**Document extract**
# Sprewell reportedly interested in Denver



## TomBoerwinkle#1 (Jul 31, 2002)

http://sportsillustrated.cnn.com/2005/scorecard/07/27/truth.rumors.nba/



> The latest word is Timberwolves free agent Latrell Sprewell is trying to get the Denver Nuggets interested in him. The Nuggets are coached by George Karl. The Wolves aren't interested in bringing Sprewell back.


I think he'd be a good fit in Denver, and I am surprised the T-Wolves won't make an effort to keep him. Tough player, decent shooter, and hasn't tried to kill a coach in _years..._.

Whataya think?


----------



## RoddneyThaRippa (Jun 28, 2003)

No thanks...


----------



## Drk Element (Nov 10, 2004)

yeah he would be good, but if desmond mason is on his way, why bother?


----------



## cpawfan (Jun 20, 2004)

I'm not sure how much Spree could add to the Nuggets. He is a streaky shooter and his defense isn't that great anymore. I'm not sure that he would add any more to the team than what Hodge gives the Nuggets.


----------



## hobojoe (Jun 20, 2003)

If they can't get Finley, I say the Nuggets should try for a guy like James Jones, Rodney Rogers or Kerry Kittles. Someone that can shoot, but won't bring the ego or baggage of a guy like Sprewell. If that doesn't work out, I say stay put and go into the season with what you have.


----------



## kamego (Dec 29, 2003)

I wouldn't be suprised to Spree in Denver if it was a one year deal. He is in his decline but he could be a decent role player if he understands his role coming into the season.

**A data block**
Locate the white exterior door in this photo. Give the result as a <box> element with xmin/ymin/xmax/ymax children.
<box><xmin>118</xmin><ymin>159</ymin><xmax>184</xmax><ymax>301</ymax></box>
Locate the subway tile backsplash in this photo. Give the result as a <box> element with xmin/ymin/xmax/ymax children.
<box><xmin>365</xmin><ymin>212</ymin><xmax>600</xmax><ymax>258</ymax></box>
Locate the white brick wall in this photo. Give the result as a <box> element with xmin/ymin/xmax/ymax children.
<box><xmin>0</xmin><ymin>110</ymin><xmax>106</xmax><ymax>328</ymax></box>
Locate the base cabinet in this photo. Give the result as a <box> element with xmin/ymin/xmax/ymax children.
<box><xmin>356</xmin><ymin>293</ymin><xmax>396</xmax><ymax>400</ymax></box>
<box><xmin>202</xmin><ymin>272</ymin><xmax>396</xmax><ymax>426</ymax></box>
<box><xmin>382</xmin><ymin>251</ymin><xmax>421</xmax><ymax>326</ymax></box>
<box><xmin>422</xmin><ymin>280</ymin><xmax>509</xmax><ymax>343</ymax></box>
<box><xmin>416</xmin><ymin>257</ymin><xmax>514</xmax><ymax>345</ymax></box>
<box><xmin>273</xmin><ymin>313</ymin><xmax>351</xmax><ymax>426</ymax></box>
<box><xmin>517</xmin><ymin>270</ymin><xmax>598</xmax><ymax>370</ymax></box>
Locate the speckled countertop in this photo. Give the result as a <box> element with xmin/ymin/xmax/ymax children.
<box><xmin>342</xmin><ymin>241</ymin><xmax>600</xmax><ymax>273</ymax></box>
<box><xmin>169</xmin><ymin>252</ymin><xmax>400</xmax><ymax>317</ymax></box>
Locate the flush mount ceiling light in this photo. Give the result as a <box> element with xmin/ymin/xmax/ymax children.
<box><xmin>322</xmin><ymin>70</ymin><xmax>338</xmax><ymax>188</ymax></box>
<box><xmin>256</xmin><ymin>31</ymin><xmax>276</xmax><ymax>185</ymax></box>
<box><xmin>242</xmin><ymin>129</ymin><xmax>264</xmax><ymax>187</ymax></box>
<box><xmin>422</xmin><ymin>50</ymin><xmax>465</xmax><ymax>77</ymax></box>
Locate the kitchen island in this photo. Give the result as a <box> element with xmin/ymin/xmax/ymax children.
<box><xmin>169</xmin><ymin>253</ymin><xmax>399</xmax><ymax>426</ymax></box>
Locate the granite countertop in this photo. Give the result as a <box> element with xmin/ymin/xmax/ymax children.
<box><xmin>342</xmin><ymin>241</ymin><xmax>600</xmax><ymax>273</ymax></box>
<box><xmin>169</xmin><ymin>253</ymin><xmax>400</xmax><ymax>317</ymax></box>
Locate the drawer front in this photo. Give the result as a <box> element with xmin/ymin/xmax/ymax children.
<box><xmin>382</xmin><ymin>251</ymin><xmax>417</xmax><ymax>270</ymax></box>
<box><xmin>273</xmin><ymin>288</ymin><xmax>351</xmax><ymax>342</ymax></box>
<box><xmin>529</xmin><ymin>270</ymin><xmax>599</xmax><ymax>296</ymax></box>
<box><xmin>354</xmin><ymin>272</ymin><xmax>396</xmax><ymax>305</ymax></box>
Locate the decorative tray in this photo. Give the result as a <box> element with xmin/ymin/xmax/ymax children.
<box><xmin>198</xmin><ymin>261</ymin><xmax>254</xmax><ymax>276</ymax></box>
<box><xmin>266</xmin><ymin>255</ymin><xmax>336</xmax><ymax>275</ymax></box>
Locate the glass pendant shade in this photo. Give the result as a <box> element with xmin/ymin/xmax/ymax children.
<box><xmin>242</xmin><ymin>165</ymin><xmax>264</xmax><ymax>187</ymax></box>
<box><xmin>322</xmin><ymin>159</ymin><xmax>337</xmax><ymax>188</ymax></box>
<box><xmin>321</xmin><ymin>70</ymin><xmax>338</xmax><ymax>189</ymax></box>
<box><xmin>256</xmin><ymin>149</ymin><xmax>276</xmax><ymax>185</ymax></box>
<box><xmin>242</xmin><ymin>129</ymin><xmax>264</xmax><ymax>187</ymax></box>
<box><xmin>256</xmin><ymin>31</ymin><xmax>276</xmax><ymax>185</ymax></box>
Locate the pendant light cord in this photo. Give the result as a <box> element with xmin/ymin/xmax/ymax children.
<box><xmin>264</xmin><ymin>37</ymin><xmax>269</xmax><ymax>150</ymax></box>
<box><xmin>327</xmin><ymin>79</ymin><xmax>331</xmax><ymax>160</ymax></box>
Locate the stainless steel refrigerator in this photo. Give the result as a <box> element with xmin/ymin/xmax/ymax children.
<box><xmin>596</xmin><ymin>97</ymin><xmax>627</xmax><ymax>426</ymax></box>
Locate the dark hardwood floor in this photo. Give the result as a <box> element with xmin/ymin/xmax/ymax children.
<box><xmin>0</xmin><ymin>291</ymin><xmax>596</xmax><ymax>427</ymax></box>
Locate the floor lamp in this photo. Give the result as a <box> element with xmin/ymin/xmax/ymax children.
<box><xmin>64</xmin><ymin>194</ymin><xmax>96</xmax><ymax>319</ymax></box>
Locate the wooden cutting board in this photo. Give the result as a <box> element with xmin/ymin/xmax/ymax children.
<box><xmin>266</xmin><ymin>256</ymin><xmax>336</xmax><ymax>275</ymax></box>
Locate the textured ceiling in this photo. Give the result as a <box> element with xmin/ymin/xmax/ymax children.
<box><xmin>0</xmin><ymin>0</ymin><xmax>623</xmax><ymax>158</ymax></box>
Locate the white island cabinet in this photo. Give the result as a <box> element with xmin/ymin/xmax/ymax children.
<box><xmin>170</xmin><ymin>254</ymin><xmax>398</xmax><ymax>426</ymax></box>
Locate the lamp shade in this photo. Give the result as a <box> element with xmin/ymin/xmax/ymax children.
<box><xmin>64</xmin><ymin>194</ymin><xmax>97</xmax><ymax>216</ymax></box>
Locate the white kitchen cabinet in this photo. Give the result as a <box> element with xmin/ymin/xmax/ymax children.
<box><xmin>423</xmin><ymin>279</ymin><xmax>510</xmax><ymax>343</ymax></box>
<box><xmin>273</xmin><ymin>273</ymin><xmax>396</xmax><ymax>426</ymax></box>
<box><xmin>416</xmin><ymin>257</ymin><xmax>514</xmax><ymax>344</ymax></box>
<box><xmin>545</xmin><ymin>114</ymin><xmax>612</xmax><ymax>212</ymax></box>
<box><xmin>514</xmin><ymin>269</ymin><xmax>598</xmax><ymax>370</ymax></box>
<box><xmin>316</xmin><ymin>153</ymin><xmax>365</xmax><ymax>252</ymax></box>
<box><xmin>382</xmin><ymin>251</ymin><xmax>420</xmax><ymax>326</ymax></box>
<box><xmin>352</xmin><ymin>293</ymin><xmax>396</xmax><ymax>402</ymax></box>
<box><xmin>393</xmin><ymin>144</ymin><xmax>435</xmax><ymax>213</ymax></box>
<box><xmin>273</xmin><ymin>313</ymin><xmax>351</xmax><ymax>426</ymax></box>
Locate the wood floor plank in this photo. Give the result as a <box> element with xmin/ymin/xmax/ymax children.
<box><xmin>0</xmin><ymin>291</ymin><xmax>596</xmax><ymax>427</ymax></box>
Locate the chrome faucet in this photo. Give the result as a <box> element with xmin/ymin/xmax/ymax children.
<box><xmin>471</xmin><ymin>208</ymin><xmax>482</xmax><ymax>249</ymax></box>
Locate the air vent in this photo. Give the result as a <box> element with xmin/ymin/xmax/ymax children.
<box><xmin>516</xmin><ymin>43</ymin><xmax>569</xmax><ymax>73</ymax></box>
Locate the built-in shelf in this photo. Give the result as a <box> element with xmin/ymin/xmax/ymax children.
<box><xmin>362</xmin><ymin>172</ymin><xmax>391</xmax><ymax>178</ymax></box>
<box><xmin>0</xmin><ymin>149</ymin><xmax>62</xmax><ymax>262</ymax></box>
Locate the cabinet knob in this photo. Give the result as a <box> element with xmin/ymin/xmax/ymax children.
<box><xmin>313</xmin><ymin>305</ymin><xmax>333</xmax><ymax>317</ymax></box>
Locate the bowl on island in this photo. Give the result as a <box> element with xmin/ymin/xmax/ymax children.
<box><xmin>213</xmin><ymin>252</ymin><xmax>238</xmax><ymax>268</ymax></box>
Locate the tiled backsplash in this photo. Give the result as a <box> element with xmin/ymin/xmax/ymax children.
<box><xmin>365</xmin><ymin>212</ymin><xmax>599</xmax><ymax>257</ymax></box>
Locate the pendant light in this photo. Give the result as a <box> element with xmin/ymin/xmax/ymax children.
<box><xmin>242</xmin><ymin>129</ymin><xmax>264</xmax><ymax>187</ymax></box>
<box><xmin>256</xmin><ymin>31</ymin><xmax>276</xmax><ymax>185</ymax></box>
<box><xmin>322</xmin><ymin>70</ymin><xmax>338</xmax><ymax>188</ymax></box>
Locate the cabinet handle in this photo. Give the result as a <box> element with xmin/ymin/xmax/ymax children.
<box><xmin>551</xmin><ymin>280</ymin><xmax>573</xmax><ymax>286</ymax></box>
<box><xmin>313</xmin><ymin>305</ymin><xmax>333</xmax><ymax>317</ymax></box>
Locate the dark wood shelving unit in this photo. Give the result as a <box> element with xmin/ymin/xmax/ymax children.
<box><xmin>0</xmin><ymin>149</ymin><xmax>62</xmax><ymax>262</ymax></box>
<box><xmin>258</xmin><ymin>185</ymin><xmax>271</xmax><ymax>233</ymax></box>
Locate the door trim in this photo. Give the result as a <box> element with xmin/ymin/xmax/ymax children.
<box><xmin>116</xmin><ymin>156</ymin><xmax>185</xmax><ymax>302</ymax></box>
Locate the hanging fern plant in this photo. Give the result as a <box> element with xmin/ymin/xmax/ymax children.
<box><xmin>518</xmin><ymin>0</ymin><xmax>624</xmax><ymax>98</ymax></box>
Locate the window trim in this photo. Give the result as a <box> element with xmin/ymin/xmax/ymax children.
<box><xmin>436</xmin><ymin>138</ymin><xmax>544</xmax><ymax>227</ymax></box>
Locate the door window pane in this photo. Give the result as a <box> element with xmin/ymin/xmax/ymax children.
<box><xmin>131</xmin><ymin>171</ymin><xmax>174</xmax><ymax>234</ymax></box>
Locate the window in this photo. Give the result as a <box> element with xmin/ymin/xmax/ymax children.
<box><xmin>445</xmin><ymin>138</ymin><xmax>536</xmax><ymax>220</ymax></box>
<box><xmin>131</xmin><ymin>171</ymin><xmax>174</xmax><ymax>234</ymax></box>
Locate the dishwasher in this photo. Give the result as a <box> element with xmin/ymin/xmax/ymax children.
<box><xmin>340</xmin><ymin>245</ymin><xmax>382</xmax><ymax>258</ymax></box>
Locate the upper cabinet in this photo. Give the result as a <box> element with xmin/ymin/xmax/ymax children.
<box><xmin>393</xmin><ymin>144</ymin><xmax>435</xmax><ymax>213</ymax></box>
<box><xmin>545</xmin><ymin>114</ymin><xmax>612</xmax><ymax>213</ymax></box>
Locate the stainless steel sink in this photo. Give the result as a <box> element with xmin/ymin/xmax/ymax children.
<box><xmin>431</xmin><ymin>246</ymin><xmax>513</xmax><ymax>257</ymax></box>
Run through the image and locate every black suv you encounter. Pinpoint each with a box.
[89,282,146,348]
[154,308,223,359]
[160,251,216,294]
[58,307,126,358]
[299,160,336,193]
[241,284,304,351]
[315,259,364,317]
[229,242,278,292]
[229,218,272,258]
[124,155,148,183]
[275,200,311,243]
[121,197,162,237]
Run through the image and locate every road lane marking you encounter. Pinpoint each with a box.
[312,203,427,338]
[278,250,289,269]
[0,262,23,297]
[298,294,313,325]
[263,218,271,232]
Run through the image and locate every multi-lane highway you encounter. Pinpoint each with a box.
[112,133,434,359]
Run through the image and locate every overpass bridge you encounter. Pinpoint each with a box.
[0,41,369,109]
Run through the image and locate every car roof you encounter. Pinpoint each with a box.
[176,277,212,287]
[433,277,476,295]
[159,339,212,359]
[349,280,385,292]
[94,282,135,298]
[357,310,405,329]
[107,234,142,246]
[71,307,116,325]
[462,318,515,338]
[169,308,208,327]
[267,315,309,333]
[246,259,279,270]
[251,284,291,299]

**Exercises to complete**
A. Reproduce the forum thread about Sprewell and Denver in full, word for word.
B. Please give the stretch of the records from the line containing "Locate the hanging" through the line containing "[263,218,271,232]", both included, as a JSON list of strings with one string per line and blank lines omitted.
The records are unrelated to the forum thread.

**Exercise answers**
A.
# Sprewell reportedly interested in Denver



## TomBoerwinkle#1 (Jul 31, 2002)

http://sportsillustrated.cnn.com/2005/scorecard/07/27/truth.rumors.nba/



> The latest word is Timberwolves free agent Latrell Sprewell is trying to get the Denver Nuggets interested in him. The Nuggets are coached by George Karl. The Wolves aren't interested in bringing Sprewell back.


I think he'd be a good fit in Denver, and I am surprised the T-Wolves won't make an effort to keep him. Tough player, decent shooter, and hasn't tried to kill a coach in _years..._.

Whataya think?


----------



## RoddneyThaRippa (Jun 28, 2003)

No thanks...


----------



## Drk Element (Nov 10, 2004)

yeah he would be good, but if desmond mason is on his way, why bother?


----------



## cpawfan (Jun 20, 2004)

I'm not sure how much Spree could add to the Nuggets. He is a streaky shooter and his defense isn't that great anymore. I'm not sure that he would add any more to the team than what Hodge gives the Nuggets.


----------



## hobojoe (Jun 20, 2003)

If they can't get Finley, I say the Nuggets should try for a guy like James Jones, Rodney Rogers or Kerry Kittles. Someone that can shoot, but won't bring the ego or baggage of a guy like Sprewell. If that doesn't work out, I say stay put and go into the season with what you have.


----------



## kamego (Dec 29, 2003)

I wouldn't be suprised to Spree in Denver if it was a one year deal. He is in his decline but he could be a decent role player if he understands his role coming into the season.

B.
[
  "Locate the hanging fern plant in this photo. Give the result as a <box> element with xmin/ymin/xmax/ymax children.",
  "<box><xmin>518</xmin><ymin>0</ymin><xmax>624</xmax><ymax>98</ymax></box>",
  "Locate the window trim in this photo. Give the result as a <box> element with xmin/ymin/xmax/ymax children.",
  "<box><xmin>436</xmin><ymin>138</ymin><xmax>544</xmax><ymax>227</ymax></box>",
  "Locate the door window pane in this photo. Give the result as a <box> element with xmin/ymin/xmax/ymax children.",
  "<box><xmin>131</xmin><ymin>171</ymin><xmax>174</xmax><ymax>234</ymax></box>",
  "Locate the window in this photo. Give the result as a <box> element with xmin/ymin/xmax/ymax children.",
  "<box><xmin>445</xmin><ymin>138</ymin><xmax>536</xmax><ymax>220</ymax></box>",
  "<box><xmin>131</xmin><ymin>171</ymin><xmax>174</xmax><ymax>234</ymax></box>",
  "Locate the dishwasher in this photo. Give the result as a <box> element with xmin/ymin/xmax/ymax children.",
  "<box><xmin>340</xmin><ymin>245</ymin><xmax>382</xmax><ymax>258</ymax></box>",
  "Locate the upper cabinet in this photo. Give the result as a <box> element with xmin/ymin/xmax/ymax children.",
  "<box><xmin>393</xmin><ymin>144</ymin><xmax>435</xmax><ymax>213</ymax></box>",
  "<box><xmin>545</xmin><ymin>114</ymin><xmax>612</xmax><ymax>213</ymax></box>",
  "Locate the stainless steel sink in this photo. Give the result as a <box> element with xmin/ymin/xmax/ymax children.",
  "<box><xmin>431</xmin><ymin>246</ymin><xmax>513</xmax><ymax>257</ymax></box>",
  "Run through the image and locate every black suv you encounter. Pinpoint each with a box.",
  "[89,282,146,348]",
  "[154,308,223,359]",
  "[160,251,216,294]",
  "[58,307,126,358]",
  "[299,160,336,193]",
  "[241,284,304,351]",
  "[315,259,364,317]",
  "[229,242,278,292]",
  "[229,218,272,258]",
  "[124,155,148,183]",
  "[275,200,311,243]",
  "[121,197,162,237]",
  "Run through the image and locate every road lane marking you encounter. Pinpoint each with a box.",
  "[312,203,427,338]",
  "[278,250,289,269]",
  "[0,262,23,297]",
  "[298,294,313,325]",
  "[263,218,271,232]"
]